- What the exercise asks
Emit only the lines from the line containing "[locate] dark shingled" through the last line of the entries, unchanged.

-- start Task material --

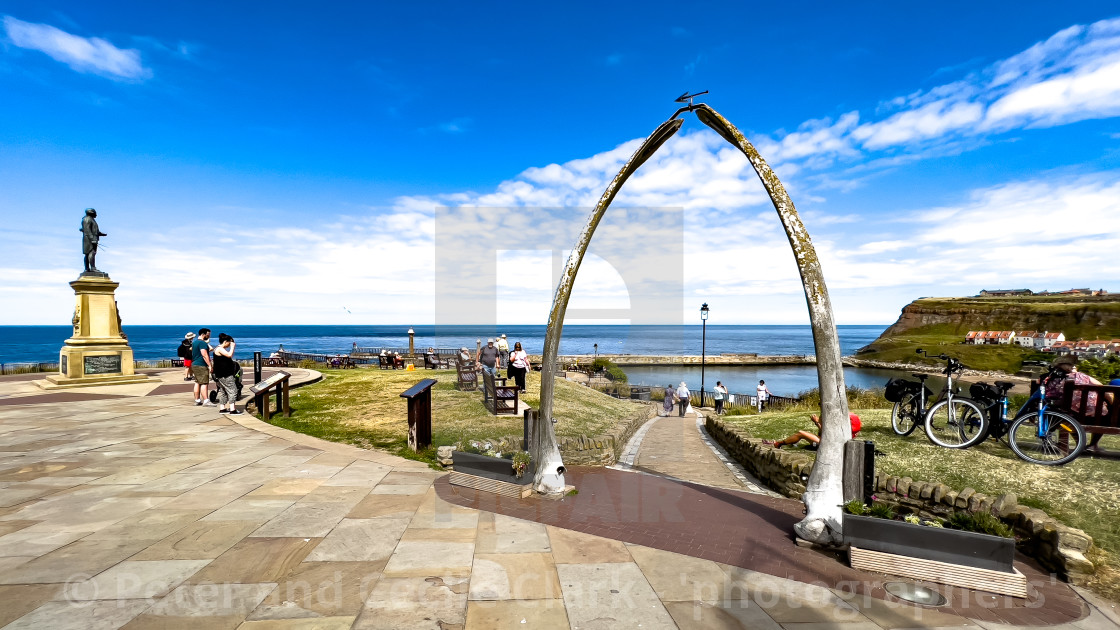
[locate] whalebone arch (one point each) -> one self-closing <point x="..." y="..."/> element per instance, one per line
<point x="823" y="494"/>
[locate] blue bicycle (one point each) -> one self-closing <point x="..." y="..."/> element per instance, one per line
<point x="1037" y="433"/>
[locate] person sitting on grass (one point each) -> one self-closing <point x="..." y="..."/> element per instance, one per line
<point x="814" y="439"/>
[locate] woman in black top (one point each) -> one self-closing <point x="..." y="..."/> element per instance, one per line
<point x="225" y="374"/>
<point x="186" y="354"/>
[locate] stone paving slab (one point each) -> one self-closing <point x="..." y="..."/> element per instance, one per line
<point x="149" y="512"/>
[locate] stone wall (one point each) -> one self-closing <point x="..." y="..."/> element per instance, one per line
<point x="1058" y="547"/>
<point x="580" y="451"/>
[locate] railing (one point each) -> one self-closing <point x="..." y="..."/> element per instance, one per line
<point x="404" y="351"/>
<point x="297" y="357"/>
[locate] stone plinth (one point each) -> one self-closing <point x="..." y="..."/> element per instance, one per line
<point x="96" y="353"/>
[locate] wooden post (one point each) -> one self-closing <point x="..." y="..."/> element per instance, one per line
<point x="287" y="407"/>
<point x="419" y="399"/>
<point x="856" y="459"/>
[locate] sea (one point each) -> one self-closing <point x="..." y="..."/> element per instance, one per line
<point x="42" y="343"/>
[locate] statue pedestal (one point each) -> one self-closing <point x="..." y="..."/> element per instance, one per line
<point x="98" y="353"/>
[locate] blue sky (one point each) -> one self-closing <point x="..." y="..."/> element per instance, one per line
<point x="932" y="150"/>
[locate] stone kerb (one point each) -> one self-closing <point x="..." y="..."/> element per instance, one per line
<point x="1057" y="547"/>
<point x="577" y="451"/>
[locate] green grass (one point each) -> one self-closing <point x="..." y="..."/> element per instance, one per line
<point x="364" y="408"/>
<point x="1084" y="493"/>
<point x="945" y="339"/>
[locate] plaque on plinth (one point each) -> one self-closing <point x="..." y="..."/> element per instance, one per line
<point x="98" y="353"/>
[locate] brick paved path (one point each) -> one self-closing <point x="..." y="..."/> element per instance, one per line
<point x="145" y="511"/>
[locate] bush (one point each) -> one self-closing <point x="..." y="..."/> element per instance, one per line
<point x="882" y="510"/>
<point x="858" y="398"/>
<point x="981" y="522"/>
<point x="614" y="372"/>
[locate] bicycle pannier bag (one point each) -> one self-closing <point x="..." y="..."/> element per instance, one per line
<point x="895" y="389"/>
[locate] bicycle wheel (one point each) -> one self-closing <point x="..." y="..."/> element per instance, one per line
<point x="1054" y="439"/>
<point x="905" y="415"/>
<point x="959" y="424"/>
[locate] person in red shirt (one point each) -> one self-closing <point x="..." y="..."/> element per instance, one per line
<point x="814" y="439"/>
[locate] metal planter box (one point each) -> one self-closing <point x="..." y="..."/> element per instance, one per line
<point x="951" y="546"/>
<point x="497" y="469"/>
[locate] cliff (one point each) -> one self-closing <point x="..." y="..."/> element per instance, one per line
<point x="1079" y="317"/>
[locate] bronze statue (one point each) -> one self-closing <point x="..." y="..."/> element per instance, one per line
<point x="90" y="237"/>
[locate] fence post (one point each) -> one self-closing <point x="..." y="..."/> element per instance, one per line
<point x="530" y="423"/>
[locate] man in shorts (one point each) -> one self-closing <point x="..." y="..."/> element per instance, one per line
<point x="202" y="367"/>
<point x="814" y="439"/>
<point x="488" y="358"/>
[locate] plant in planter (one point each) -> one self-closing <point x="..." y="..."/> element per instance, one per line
<point x="926" y="549"/>
<point x="493" y="472"/>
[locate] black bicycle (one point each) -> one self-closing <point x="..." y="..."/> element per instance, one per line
<point x="950" y="420"/>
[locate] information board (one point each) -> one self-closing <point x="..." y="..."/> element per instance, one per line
<point x="102" y="364"/>
<point x="269" y="382"/>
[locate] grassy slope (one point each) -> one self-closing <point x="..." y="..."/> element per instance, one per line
<point x="1084" y="493"/>
<point x="944" y="339"/>
<point x="364" y="408"/>
<point x="1091" y="317"/>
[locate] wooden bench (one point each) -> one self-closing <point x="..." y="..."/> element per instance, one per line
<point x="432" y="361"/>
<point x="419" y="397"/>
<point x="468" y="378"/>
<point x="1100" y="417"/>
<point x="278" y="382"/>
<point x="500" y="398"/>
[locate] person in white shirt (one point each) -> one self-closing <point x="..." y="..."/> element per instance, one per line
<point x="682" y="399"/>
<point x="720" y="397"/>
<point x="763" y="395"/>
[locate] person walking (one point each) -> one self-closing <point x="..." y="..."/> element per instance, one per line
<point x="720" y="396"/>
<point x="682" y="399"/>
<point x="519" y="366"/>
<point x="184" y="353"/>
<point x="763" y="395"/>
<point x="487" y="358"/>
<point x="201" y="367"/>
<point x="503" y="350"/>
<point x="225" y="374"/>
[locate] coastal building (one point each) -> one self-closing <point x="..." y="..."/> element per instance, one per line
<point x="1025" y="339"/>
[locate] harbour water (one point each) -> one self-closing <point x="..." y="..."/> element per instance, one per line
<point x="42" y="343"/>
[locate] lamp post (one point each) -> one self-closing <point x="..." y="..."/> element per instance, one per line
<point x="703" y="346"/>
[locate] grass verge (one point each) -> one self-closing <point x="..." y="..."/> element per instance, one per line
<point x="364" y="408"/>
<point x="1084" y="493"/>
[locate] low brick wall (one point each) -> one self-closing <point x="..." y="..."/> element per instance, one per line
<point x="585" y="450"/>
<point x="1058" y="547"/>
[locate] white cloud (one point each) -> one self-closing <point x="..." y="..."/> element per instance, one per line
<point x="931" y="120"/>
<point x="83" y="54"/>
<point x="1072" y="75"/>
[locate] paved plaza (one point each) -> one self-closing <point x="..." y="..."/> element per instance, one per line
<point x="129" y="507"/>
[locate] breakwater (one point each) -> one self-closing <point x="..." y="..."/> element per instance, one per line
<point x="635" y="360"/>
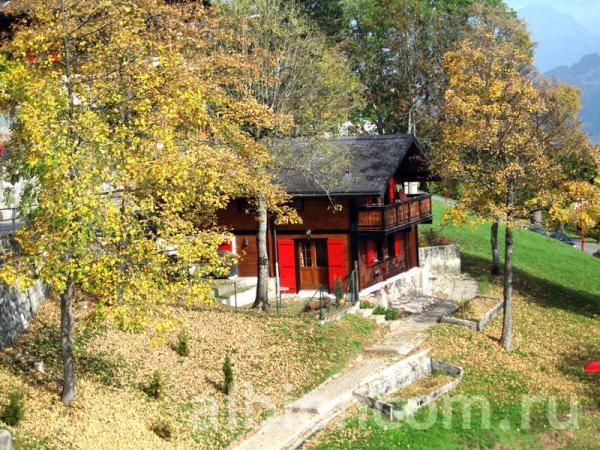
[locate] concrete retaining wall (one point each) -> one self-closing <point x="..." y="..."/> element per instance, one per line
<point x="416" y="280"/>
<point x="17" y="309"/>
<point x="441" y="259"/>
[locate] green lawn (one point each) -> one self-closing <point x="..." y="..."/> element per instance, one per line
<point x="556" y="331"/>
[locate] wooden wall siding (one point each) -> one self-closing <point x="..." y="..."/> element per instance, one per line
<point x="317" y="214"/>
<point x="380" y="271"/>
<point x="412" y="252"/>
<point x="248" y="262"/>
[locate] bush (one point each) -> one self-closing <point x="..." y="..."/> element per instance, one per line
<point x="182" y="348"/>
<point x="227" y="375"/>
<point x="163" y="429"/>
<point x="432" y="238"/>
<point x="379" y="311"/>
<point x="391" y="314"/>
<point x="13" y="412"/>
<point x="156" y="386"/>
<point x="366" y="304"/>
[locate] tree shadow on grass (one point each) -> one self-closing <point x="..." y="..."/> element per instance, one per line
<point x="42" y="345"/>
<point x="551" y="295"/>
<point x="542" y="292"/>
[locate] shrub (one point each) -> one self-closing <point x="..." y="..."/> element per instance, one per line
<point x="379" y="311"/>
<point x="156" y="386"/>
<point x="13" y="412"/>
<point x="227" y="375"/>
<point x="163" y="429"/>
<point x="366" y="304"/>
<point x="182" y="348"/>
<point x="391" y="314"/>
<point x="432" y="238"/>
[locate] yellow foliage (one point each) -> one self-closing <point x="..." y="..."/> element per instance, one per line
<point x="131" y="131"/>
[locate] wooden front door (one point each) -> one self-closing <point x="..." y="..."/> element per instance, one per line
<point x="312" y="260"/>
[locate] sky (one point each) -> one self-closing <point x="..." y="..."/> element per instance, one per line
<point x="586" y="12"/>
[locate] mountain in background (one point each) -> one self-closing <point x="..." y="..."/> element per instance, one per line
<point x="586" y="76"/>
<point x="562" y="41"/>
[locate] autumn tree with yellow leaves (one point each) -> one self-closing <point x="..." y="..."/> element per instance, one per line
<point x="130" y="129"/>
<point x="491" y="143"/>
<point x="310" y="88"/>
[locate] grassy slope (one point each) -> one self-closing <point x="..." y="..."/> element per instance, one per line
<point x="557" y="330"/>
<point x="276" y="358"/>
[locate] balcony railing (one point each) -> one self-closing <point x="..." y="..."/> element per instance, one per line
<point x="380" y="218"/>
<point x="382" y="270"/>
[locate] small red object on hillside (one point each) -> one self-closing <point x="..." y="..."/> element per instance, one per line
<point x="592" y="367"/>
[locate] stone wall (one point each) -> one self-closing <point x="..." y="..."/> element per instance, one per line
<point x="441" y="259"/>
<point x="416" y="280"/>
<point x="17" y="309"/>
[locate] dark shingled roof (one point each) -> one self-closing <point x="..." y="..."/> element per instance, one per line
<point x="374" y="159"/>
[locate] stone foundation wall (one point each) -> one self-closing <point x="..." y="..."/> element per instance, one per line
<point x="17" y="309"/>
<point x="416" y="280"/>
<point x="441" y="259"/>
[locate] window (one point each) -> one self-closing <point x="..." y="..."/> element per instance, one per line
<point x="298" y="204"/>
<point x="391" y="246"/>
<point x="380" y="247"/>
<point x="370" y="252"/>
<point x="243" y="205"/>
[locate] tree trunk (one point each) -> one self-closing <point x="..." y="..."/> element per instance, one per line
<point x="495" y="250"/>
<point x="66" y="345"/>
<point x="535" y="217"/>
<point x="506" y="339"/>
<point x="262" y="286"/>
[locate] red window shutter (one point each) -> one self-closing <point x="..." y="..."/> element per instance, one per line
<point x="370" y="252"/>
<point x="398" y="241"/>
<point x="336" y="261"/>
<point x="226" y="245"/>
<point x="391" y="190"/>
<point x="286" y="255"/>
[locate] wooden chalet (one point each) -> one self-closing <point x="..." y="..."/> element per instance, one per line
<point x="375" y="230"/>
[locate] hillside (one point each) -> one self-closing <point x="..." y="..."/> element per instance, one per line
<point x="556" y="331"/>
<point x="561" y="39"/>
<point x="585" y="74"/>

-- end Task material --

- Output of the exercise
[locate] dark shingled roof (one point each) -> one self-closing <point x="..." y="..."/> element per instance, one per line
<point x="374" y="159"/>
[locate] stone foundation wall (one point each) -> one self-closing <point x="..." y="..."/> element per instance, one per line
<point x="17" y="309"/>
<point x="416" y="280"/>
<point x="441" y="259"/>
[locate] window (one point each) -> one self-closing <point x="..." y="..."/> element per instance, one per line
<point x="298" y="204"/>
<point x="391" y="246"/>
<point x="380" y="247"/>
<point x="370" y="252"/>
<point x="243" y="205"/>
[locate] tree trunk (one point each) -> one self-closing <point x="..." y="..."/> element per instance, one per line
<point x="495" y="250"/>
<point x="66" y="345"/>
<point x="535" y="217"/>
<point x="506" y="339"/>
<point x="262" y="286"/>
[locate] red window shutter (one point each) -> one self-closing <point x="..." y="..."/> element per instance, one per line
<point x="370" y="252"/>
<point x="398" y="241"/>
<point x="336" y="261"/>
<point x="226" y="245"/>
<point x="391" y="190"/>
<point x="286" y="255"/>
[locate] wooden chalet (one point each) -> one self-closing <point x="..." y="..."/> element per instance, one per line
<point x="375" y="230"/>
[locate] hillside (one point each) -> one self-closing <point x="..." y="..."/> element per instance, one per line
<point x="556" y="331"/>
<point x="561" y="39"/>
<point x="585" y="74"/>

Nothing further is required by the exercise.